───── Tekst

Opdracht: Lezen - Tekstrelaties vmbo-b34

Opdracht: Lezen - Tekstrelaties vmbo-b34

Lezen - Tekstrelaties

Intro

Op het eindexamen Nederlands krijg je ook vragen over:

  • tekstverbanden/tekstrelaties;
  • hoofdgedachte van een tekst;
  • het schrijfdoel.

Bekijk de video over tekstverbanden en signaalwoorden.

Wat kan ik straks?

Aan het eind van de opdracht kun je:

  • de belangrijkste tekstverbanden tussen alinea's herkennen en benoemen;
  • aan de hand van signaalwoorden tekstverbanden herkennen in een tekst.

Wat ga ik doen?

Activiteiten

Aan de slag
Stap Activiteit
Stap 1 Bestudeer het Kennisbankitem en het schema met verschillende tekstrelaties met bijbehorende signaalwoorden. Maak de oefening over tekstverbanden.
Stap 2 Speel het memoryspel over signaalwoorden. Speel het alleen of tegen een klasgenoot.
Stap 3 Oefenen helpt: maak de oefeningen over tekstverbanden.
Stap 4 Lees de tekst 'Ouderdom van dieren'. Beantwoord de vragen over tekstverbanden.
Afronding
Onderdeel Activiteit
Samenvattend Hier vind je de Kennisbank die hoort bij deze opdracht.
Eindopdracht Schrijf zelf drie verhaaltjes van twee alinea's met een bepaald tekstverband. Wissel van verhaaltjes en bekijk ook de tekstverbanden van je klasgenoot.
Terugkijken Terugkijken op de opdracht.


Tijd
Voor deze opdracht heb je ongeveer drie lesuren nodig.

Aan de slag

Stap 1: Tekstrelaties

Deze opdracht gaat over tekstrelaties. Dat is een ander woord voor tekstverbanden.
Tussen alinea's bestaan allerlei soorten verbanden.
Dat houdt in dat alinea's op een bepaalde manier op elkaar aansluiten.
Door middel van signaalwoorden kun je de verbanden herkennen.

Bestudeer dit onderwerp in de Kennisbank.

Verbanden tussen alinea's

Hieronder staan verschillende tekstrelaties met bijbehorende signaalwoorden.
Zorg dat je ze herkent!

──────────
───── Aangeleverde vermeldingen

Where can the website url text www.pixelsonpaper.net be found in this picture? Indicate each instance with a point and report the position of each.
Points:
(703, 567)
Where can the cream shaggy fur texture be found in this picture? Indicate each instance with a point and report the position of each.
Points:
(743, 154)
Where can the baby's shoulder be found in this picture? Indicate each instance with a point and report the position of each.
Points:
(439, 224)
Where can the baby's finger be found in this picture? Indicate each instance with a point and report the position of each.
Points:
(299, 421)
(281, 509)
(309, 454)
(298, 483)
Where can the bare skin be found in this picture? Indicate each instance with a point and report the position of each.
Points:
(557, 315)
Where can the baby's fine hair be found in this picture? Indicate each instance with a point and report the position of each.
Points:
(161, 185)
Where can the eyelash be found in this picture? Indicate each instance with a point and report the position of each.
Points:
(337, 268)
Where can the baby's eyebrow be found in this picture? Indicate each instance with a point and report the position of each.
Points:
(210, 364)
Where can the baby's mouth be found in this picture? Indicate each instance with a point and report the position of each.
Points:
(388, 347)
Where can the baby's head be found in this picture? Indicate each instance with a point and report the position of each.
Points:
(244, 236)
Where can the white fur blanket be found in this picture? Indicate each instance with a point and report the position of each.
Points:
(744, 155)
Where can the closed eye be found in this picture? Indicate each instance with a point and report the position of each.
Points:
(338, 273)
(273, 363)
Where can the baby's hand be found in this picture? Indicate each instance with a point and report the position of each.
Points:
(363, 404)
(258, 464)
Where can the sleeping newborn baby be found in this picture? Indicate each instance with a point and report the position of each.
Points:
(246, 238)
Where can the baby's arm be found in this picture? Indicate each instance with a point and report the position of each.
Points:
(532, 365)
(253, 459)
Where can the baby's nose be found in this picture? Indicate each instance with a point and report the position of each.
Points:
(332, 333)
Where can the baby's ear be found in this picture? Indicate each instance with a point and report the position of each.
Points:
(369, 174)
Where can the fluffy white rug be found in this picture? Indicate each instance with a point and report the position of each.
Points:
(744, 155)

──────────

(Wat te doen)
A. Haal uit de vermeldingen het deel dat begint bij de regel met "Where can the sleeping" en doorloopt tot het einde van de vermeldingen, en neem die regels letterlijk over.
B. Schrijf de tekst over tekstrelaties verder vanaf het punt waar hij ophoudt.

(Resultaten)
A.
Where can the sleeping newborn baby be found in this picture? Indicate each instance with a point and report the position of each.
Points:
(246, 238)
Where can the baby's arm be found in this picture? Indicate each instance with a point and report the position of each.
Points:
(532, 365)
(253, 459)
Where can the baby's nose be found in this picture? Indicate each instance with a point and report the position of each.
Points:
(332, 333)
Where can the baby's ear be found in this picture? Indicate each instance with a point and report the position of each.
Points:
(369, 174)
Where can the fluffy white rug be found in this picture? Indicate each instance with a point and report the position of each.
Points:
(744, 155)

B.
Tekstverband Signaalwoorden
oorzaak-gevolg doordat, daardoor, ten gevolge van
doel-middel door middel van, om, waarmee
algemene uitspraak-voorbeeld (uitleggend) bijvoorbeeld, zoals, ter illustratie
tegenstelling maar, echter, daarentegen, in tegenstelling tot
opsomming en, ook, verder, ten tweede, ten slotte
voorwaarde als, indien, wanneer
argumenten-conclusie (samenvattend) dus, concluderend, kortom


Maak de volgende oefening.

Stap 2: Memory

Klik op de link www.memoryspelen.nl en speel het spel.
Het gaat over signaalwoorden. Zoek de juiste combinatie.

Je kunt de tijd uitzetten met de rode knop 'Klok uit', maar je kunt ook kijken of je de combinaties sneller vindt dan je klasgenoot!

Stap 3: Oefenen!

Hier vind je nog twee oefeningen over signaalwoorden en tekstverbanden.

Stap 4: Ouderdom van dieren

Lees de tekst over ouderdom van dieren.
Beantwoord de vragen over verbanden in de tekst.

Ouderdom van dieren

(1) Niet ieder dier wordt even oud. Een hond of een paard worden bijvoorbeeld lang niet zo oud als een papegaai of een schildpad. Hoe komt dat?

(2) 'Bij gewervelde dieren hangt de levensduur vaak samen met de lichaamsgrootte en de stofwisseling', zegt Wijbren Landman, bioloog bij Dierenpark Emmen. Kleine dieren, zoals muizen, hebben vaak een intensieve stofwisseling. Hierdoor slijten het hart en andere organen sneller. Omdat een olifant zo groot is en zijn stofwisseling traag, kan hij wel 50 tot 70 jaar oud worden.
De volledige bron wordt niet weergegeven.